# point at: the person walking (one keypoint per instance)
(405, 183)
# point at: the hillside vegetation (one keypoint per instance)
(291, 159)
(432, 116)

*-*-*

Exercise aim | Rewrite the lines above, replacing "point at" with "locate" wherever it occurs and leaving everything else unchanged.

Reply to the task |
# locate: the person walking (one keypoint per instance)
(405, 183)
# locate: the hillside vegetation (one keypoint per instance)
(291, 159)
(432, 116)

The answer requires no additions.